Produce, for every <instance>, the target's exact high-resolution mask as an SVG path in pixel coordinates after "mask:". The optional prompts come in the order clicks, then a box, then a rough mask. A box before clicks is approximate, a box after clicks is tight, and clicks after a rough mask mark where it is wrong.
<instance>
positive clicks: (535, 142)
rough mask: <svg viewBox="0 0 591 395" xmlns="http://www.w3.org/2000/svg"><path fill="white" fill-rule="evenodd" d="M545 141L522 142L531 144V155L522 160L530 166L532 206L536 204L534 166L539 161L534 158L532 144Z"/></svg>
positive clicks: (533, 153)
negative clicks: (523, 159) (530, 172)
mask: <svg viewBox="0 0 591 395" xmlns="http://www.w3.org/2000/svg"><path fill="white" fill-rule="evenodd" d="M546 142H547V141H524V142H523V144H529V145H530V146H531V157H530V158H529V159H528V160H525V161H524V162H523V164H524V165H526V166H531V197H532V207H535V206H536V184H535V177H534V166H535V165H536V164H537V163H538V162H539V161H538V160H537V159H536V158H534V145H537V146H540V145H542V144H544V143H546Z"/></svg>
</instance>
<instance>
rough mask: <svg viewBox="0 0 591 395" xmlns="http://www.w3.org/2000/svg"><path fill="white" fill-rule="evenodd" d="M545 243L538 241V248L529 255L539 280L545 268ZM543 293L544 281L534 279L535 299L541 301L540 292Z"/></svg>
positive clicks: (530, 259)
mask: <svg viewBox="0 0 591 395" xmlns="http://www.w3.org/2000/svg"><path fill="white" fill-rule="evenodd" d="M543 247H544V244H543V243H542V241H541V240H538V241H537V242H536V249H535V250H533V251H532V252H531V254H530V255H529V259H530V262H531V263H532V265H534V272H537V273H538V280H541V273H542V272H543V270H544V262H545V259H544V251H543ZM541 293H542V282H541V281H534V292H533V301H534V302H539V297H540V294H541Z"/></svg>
..........
The entire listing needs to be output again, exactly, please.

Produce, for every <instance>, the target's exact high-resolution mask as an SVG path in pixel coordinates after "mask:". The optional prompts come in the order clicks, then a box, then a rough mask. A box before clicks is approximate, a box after clicks is tight, and clicks after a rough mask mark where it is wrong.
<instance>
positive clicks: (535, 142)
rough mask: <svg viewBox="0 0 591 395" xmlns="http://www.w3.org/2000/svg"><path fill="white" fill-rule="evenodd" d="M545 141L522 142L531 144V155L522 160L530 166L532 206L536 204L534 166L539 161L534 158L532 144Z"/></svg>
positive clicks: (533, 153)
negative clicks: (523, 159) (530, 172)
mask: <svg viewBox="0 0 591 395" xmlns="http://www.w3.org/2000/svg"><path fill="white" fill-rule="evenodd" d="M546 142H547V141H524V142H523V144H529V145H530V146H531V157H530V158H529V159H528V160H525V161H524V162H523V164H524V165H526V166H531V197H532V207H535V206H536V184H535V177H534V166H535V165H536V164H537V163H538V162H539V161H538V160H537V159H536V158H534V145H537V146H540V145H542V144H544V143H546Z"/></svg>
</instance>
<instance>
rough mask: <svg viewBox="0 0 591 395" xmlns="http://www.w3.org/2000/svg"><path fill="white" fill-rule="evenodd" d="M545 243L538 241V248L529 255L539 280L545 268ZM543 293L544 281L534 279L535 299L541 301L540 292Z"/></svg>
positive clicks: (530, 259)
mask: <svg viewBox="0 0 591 395" xmlns="http://www.w3.org/2000/svg"><path fill="white" fill-rule="evenodd" d="M543 247H544V244H543V243H542V241H541V240H538V241H537V242H536V249H535V250H533V251H532V252H531V254H530V255H529V259H530V262H531V263H532V265H534V272H537V273H538V280H541V273H542V272H543V270H544V262H545V259H544V251H543ZM541 293H542V282H541V281H534V292H533V301H534V302H539V297H540V294H541Z"/></svg>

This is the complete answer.